* _YOUR TASK_
Within the entries below, the lines from the one with "Locate every instance of the man's shoulder" through the one with "Locate every instance of the rear bumper" are to be set down exactly, both ends kept.

Point localization data:
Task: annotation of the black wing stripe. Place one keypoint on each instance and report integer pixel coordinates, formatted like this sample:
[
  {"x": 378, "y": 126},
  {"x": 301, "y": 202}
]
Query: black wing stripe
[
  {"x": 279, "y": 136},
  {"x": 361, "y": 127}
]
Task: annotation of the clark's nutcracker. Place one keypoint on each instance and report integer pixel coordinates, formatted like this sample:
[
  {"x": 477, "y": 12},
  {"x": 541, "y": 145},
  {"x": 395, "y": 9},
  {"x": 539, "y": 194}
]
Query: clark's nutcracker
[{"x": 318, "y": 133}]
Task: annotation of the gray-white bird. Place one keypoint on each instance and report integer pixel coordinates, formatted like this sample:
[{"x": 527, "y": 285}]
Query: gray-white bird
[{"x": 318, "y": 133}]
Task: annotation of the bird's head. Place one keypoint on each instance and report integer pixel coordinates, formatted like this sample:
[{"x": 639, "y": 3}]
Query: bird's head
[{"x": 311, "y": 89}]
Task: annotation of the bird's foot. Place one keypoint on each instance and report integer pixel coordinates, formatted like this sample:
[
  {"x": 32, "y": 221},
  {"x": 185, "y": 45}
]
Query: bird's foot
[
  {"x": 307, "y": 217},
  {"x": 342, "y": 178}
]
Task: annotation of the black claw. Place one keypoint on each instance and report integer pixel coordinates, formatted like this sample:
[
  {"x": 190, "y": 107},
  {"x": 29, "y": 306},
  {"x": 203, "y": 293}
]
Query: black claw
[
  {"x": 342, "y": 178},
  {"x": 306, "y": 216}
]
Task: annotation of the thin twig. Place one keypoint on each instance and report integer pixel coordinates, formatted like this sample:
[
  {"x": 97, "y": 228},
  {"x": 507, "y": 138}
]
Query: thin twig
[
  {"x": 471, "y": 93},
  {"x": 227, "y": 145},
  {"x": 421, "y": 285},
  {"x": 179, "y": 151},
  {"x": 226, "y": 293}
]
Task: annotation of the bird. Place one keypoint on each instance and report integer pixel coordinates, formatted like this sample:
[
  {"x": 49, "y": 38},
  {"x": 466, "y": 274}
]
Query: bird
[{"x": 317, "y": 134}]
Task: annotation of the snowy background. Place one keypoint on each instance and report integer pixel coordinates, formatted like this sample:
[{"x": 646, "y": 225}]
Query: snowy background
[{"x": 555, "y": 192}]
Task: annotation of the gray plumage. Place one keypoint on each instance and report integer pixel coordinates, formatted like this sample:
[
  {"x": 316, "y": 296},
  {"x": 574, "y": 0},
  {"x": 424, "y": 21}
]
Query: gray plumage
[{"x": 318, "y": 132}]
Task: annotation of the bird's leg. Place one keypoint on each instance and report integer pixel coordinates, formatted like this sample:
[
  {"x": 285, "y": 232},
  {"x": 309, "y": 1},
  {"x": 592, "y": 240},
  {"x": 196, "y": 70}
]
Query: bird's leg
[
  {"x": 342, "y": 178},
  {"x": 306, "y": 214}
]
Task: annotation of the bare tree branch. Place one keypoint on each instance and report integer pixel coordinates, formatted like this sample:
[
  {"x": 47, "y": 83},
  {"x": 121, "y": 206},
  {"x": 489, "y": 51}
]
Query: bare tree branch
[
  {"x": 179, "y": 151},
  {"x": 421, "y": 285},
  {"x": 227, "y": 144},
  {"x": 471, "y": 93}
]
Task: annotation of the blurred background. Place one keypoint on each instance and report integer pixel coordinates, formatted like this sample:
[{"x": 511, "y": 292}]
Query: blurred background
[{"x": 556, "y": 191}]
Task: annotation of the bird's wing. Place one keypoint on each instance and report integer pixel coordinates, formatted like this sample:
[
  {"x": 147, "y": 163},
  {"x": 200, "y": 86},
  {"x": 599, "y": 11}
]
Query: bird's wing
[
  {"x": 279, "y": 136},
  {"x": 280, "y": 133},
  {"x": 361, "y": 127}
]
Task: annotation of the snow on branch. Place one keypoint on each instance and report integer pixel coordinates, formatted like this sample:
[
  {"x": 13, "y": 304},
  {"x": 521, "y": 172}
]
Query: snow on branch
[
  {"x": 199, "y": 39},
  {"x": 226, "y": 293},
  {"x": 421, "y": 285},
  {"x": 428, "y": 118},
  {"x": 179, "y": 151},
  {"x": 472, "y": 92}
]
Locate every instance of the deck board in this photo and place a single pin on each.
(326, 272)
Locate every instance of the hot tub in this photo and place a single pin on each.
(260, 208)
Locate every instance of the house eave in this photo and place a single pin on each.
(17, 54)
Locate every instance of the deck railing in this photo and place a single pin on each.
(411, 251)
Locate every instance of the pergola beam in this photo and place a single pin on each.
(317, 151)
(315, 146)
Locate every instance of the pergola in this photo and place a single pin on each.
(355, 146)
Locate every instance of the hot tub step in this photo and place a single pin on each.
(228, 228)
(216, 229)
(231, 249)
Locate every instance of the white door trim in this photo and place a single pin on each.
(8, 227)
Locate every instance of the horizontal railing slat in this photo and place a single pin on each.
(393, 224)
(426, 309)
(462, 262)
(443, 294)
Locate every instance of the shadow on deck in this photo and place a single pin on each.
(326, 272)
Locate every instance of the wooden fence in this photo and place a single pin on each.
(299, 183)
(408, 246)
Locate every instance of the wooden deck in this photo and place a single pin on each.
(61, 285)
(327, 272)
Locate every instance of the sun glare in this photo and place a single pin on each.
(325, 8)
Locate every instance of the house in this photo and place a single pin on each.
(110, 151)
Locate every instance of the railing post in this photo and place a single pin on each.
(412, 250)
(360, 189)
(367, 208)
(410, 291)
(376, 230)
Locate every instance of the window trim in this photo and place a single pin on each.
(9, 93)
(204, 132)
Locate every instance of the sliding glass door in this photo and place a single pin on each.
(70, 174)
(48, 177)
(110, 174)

==

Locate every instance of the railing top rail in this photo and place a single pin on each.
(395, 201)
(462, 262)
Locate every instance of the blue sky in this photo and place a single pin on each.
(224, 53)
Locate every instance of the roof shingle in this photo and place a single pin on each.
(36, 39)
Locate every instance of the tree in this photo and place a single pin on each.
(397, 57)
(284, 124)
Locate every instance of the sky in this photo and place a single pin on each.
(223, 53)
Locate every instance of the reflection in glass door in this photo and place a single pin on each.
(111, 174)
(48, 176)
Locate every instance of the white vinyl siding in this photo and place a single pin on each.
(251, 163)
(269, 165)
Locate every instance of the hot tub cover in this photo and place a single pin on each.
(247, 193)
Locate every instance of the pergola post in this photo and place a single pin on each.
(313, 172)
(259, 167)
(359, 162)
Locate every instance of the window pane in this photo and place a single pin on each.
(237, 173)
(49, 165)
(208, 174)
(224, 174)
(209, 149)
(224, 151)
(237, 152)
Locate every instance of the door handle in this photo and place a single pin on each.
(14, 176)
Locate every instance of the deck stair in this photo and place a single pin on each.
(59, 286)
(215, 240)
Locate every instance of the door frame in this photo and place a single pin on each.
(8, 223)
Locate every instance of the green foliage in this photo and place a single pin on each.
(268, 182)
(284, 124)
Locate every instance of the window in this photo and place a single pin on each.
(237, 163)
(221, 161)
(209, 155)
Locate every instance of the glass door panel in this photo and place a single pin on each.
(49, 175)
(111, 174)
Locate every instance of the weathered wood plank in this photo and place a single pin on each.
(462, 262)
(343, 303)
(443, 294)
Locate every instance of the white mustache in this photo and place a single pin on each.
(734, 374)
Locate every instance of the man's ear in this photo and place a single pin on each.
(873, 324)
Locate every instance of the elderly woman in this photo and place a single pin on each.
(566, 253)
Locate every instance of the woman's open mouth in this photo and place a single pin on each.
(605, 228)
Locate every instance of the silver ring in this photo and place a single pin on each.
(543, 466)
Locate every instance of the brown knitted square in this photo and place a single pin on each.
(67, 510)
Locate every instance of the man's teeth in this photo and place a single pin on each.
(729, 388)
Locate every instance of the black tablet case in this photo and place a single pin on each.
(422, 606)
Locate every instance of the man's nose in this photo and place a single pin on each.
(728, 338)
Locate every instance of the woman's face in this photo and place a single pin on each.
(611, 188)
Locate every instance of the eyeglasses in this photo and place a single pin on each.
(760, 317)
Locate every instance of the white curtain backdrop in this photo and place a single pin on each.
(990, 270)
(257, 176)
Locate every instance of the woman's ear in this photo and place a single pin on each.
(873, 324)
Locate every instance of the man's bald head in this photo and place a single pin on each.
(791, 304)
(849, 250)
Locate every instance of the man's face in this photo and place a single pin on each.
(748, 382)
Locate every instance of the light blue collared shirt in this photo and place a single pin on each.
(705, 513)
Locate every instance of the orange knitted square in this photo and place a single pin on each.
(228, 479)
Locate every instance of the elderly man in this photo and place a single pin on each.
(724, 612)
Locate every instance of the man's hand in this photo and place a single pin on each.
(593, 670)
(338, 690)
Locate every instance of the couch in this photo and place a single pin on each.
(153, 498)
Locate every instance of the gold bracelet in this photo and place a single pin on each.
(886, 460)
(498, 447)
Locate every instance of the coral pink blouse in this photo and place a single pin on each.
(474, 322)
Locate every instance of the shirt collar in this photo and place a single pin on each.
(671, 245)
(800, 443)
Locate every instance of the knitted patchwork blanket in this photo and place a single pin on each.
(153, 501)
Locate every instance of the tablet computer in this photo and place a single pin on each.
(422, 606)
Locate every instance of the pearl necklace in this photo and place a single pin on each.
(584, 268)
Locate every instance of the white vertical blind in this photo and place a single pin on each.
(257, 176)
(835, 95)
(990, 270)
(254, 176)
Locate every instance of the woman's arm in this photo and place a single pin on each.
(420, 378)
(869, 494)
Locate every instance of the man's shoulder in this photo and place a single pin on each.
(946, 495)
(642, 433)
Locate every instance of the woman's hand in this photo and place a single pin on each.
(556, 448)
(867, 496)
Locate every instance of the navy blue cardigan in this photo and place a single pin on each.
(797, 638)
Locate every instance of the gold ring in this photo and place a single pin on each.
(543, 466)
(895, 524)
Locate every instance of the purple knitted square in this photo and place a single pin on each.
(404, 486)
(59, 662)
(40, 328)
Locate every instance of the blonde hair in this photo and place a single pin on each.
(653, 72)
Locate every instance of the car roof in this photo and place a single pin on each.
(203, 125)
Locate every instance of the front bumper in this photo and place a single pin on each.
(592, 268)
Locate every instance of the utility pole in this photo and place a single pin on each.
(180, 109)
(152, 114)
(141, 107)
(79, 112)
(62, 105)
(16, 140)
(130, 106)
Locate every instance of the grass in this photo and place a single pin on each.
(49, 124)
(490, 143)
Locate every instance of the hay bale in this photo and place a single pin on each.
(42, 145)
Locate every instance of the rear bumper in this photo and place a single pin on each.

==

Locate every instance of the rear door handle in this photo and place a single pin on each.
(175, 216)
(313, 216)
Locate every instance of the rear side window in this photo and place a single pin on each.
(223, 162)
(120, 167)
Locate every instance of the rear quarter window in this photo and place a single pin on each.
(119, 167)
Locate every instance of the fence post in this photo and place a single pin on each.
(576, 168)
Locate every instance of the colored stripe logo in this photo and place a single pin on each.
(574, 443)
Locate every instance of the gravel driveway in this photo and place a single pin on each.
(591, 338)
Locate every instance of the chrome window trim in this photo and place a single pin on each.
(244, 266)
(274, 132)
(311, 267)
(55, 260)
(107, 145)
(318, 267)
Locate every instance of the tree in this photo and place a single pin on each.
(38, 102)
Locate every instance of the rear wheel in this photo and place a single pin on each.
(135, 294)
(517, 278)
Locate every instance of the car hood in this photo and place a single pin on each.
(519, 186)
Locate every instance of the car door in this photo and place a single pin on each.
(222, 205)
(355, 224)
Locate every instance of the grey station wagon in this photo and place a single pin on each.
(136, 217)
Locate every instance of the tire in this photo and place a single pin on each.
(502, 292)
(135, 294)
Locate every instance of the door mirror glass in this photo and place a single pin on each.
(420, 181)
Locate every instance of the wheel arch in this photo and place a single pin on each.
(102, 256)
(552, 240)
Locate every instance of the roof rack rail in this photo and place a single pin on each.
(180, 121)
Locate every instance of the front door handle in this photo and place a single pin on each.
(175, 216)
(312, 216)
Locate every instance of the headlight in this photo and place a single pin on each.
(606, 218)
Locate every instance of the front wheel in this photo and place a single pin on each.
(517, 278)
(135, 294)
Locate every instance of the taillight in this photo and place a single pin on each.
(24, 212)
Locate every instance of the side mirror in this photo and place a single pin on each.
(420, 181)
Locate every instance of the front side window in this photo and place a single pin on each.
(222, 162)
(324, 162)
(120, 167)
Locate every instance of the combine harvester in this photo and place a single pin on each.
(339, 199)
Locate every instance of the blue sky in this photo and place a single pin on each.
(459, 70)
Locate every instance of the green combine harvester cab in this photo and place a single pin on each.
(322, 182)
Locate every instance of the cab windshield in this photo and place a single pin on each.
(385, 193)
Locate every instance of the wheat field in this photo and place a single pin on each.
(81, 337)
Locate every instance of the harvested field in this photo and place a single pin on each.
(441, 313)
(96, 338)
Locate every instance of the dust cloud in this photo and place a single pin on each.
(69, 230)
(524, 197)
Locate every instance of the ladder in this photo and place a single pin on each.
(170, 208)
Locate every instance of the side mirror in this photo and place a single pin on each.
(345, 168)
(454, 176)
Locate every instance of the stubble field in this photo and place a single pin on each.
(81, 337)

* _RESPONSE BELOW_
Locate every instance of the man's shoulder in this photo and place a single pin on each.
(946, 495)
(642, 433)
Locate every instance of the woman's hand in this photo and place a single pin on each.
(556, 448)
(867, 496)
Locate every instance of the navy blue cardigan in this photo and place a single pin on each.
(797, 638)
Locate every instance of the gold ring in this photo and place a single pin on each.
(543, 466)
(895, 524)
Locate every instance of the purple knitted square in this photo and place a single pin on each.
(404, 486)
(59, 662)
(40, 328)
Locate every instance of the blonde hair in this photo and place a single pin on each.
(653, 72)
Locate every instance of the car roof in this photo and place a single pin on each.
(203, 125)
Locate every instance of the front bumper in this photo and place a single pin on each.
(592, 268)
Locate every instance of the utility pole in this photo and place a single pin on each.
(180, 109)
(152, 114)
(141, 107)
(79, 112)
(62, 105)
(16, 140)
(130, 106)
Locate every instance of the grass in this photo and place a single pin on each.
(49, 124)
(490, 143)
Locate every instance of the hay bale in this photo and place a single pin on each.
(42, 145)
Locate every instance of the rear bumper in this photo and place a single pin on each.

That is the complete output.